Passage to read:
----

System reboot is required!

pressed "any other key", and did a manual "reboot"

login ; modprobe sun50i_cpufreq_nvmem

[root@alarmhost ~]# cpupower frequency-info analyzing CPU 1: driver: cpufreq-dt CPUs which run at the same hardware frequency: 0 1 2 3 CPUs which need to have their frequency coordinated by software: 0 1 2 3 maximum transition latency: 244 us hardware limits: 480 MHz - 1.51 GHz available frequency steps: 480 MHz, 600 MHz, 792 MHz, 1.01 GHz, 1.20 GHz, 1.51 GHz available cpufreq governors: performance schedutil current policy: frequency should be within 480 MHz and 1.51 GHz. The governor "performance" may decide which speed to use within this range. current CPU frequency: 1.51 GHz (asserted by call to hardware)

----

Problems to solve:
**a)** Which driver does the frequency report in the post list for CPU 1?
**b)** Give every available frequency step listed in the post.
**c)** Summarize the post in two sentences.

Contour annotation records:
----

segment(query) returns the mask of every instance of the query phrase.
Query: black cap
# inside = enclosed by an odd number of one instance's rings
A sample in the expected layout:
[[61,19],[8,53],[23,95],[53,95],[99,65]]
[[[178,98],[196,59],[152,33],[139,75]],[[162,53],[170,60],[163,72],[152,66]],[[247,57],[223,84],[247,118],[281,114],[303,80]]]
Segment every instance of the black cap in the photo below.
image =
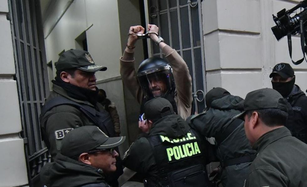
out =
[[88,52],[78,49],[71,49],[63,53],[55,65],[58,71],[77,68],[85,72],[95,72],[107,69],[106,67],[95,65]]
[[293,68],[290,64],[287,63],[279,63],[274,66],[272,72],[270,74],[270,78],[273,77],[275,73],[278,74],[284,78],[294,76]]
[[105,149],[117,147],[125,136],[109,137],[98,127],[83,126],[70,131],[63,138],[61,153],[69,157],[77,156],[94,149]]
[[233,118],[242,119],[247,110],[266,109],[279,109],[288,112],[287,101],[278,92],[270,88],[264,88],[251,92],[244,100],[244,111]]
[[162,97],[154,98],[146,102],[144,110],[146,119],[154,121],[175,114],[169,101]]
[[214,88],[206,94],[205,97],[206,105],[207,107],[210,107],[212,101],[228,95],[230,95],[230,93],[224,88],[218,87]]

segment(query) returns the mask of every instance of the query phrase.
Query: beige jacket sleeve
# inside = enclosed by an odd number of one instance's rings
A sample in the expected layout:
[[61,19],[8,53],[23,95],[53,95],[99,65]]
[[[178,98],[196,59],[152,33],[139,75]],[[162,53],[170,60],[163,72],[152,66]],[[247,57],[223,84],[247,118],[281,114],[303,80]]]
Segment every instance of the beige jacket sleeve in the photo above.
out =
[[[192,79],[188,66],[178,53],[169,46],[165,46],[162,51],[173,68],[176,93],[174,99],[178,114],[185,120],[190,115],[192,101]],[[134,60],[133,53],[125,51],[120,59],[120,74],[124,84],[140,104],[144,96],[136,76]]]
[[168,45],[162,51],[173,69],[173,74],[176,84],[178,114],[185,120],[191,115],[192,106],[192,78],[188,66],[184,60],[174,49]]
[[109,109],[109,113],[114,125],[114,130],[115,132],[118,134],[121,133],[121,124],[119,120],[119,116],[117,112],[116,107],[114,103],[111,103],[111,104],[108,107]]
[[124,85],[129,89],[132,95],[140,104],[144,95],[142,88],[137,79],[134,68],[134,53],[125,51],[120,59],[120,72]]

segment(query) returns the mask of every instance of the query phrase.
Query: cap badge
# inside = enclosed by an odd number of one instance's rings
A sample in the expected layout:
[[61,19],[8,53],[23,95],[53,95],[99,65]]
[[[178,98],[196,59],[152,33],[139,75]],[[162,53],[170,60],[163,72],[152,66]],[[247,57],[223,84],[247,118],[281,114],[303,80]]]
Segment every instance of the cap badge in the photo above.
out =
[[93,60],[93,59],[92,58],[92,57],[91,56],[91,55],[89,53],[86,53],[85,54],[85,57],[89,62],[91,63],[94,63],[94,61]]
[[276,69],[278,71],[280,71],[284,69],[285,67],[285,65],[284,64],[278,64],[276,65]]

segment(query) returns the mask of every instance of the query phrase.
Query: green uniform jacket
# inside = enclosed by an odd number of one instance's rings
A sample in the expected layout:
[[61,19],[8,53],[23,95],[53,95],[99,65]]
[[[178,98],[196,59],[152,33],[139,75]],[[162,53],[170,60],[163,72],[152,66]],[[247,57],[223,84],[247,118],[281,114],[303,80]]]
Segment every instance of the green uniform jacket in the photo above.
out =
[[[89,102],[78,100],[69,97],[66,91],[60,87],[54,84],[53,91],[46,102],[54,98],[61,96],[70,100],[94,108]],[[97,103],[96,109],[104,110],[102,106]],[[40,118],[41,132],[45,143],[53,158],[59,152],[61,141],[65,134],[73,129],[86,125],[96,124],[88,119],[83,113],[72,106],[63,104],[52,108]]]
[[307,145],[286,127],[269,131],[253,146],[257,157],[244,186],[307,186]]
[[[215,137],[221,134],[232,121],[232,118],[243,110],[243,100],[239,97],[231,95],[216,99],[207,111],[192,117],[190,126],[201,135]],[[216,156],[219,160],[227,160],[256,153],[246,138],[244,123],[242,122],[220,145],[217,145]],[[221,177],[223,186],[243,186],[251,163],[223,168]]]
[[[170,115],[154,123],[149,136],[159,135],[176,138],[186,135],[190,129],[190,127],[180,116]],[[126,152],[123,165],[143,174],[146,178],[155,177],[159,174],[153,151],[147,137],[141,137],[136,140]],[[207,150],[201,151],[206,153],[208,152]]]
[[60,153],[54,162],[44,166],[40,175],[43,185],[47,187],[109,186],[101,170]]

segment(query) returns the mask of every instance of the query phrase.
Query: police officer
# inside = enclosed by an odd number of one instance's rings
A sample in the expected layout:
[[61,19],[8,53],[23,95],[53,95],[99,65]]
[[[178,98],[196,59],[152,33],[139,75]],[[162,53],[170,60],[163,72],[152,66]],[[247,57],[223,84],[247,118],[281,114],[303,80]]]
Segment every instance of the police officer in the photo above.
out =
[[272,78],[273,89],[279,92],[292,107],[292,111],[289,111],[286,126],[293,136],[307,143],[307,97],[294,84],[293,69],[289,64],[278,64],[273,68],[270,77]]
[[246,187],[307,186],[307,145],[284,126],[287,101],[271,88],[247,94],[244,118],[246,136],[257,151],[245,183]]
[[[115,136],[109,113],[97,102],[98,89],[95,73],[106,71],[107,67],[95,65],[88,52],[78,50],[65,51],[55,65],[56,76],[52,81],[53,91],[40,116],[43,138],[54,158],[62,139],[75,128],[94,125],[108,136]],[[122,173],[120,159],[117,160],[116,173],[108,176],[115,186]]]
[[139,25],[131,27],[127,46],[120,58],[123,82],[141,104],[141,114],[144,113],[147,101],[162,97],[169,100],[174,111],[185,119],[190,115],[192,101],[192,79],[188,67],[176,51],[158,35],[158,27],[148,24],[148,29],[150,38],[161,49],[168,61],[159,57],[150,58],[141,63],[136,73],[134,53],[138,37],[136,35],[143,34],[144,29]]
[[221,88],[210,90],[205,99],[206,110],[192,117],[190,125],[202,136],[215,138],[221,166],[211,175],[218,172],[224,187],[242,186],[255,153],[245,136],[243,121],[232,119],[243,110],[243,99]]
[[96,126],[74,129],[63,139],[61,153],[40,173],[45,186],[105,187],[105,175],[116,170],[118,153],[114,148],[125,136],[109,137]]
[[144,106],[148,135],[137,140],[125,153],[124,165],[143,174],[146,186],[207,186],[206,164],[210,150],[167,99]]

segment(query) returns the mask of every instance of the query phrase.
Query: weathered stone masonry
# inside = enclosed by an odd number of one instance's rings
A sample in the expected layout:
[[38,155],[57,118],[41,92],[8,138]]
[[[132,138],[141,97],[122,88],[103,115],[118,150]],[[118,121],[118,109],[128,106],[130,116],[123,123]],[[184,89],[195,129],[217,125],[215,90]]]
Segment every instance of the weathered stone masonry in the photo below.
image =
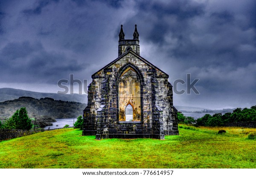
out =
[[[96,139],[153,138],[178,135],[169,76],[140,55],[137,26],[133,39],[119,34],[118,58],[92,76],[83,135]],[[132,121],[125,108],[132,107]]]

----

Solutions for each task:
**a)** cpufreq-dt

**b)** 480 MHz, 600 MHz, 792 MHz, 1.01 GHz, 1.20 GHz, 1.51 GHz

**c)** After a notice that a system reboot was required, the writer pressed "any other key," rebooted manually, logged in, and loaded sun50i_cpufreq_nvmem with modprobe. The cpupower frequency-info output then shows the cpufreq-dt driver, a range of 480 MHz to 1.51 GHz under the "performance" governor, and a current CPU frequency of 1.51 GHz.